WORK TO COMPLETE
Please edit the records so that "thickest" becomes "widest", leaving everything else unchanged.

(begin)

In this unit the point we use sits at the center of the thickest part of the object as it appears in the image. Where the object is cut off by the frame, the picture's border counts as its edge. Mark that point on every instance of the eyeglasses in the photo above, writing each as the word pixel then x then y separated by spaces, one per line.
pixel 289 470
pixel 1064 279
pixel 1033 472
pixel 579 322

(end)

SOLUTION TO THE EXERCISE
In this unit the point we use sits at the center of the widest part of the object as it appears in the image. Where the object is cut off by the frame, the picture's border counts as its edge. Mark that point on every instance of the eyeglasses in the photo above, writing each as the word pixel then x then y separated by spaces, one per line.
pixel 289 470
pixel 1064 279
pixel 1033 472
pixel 579 322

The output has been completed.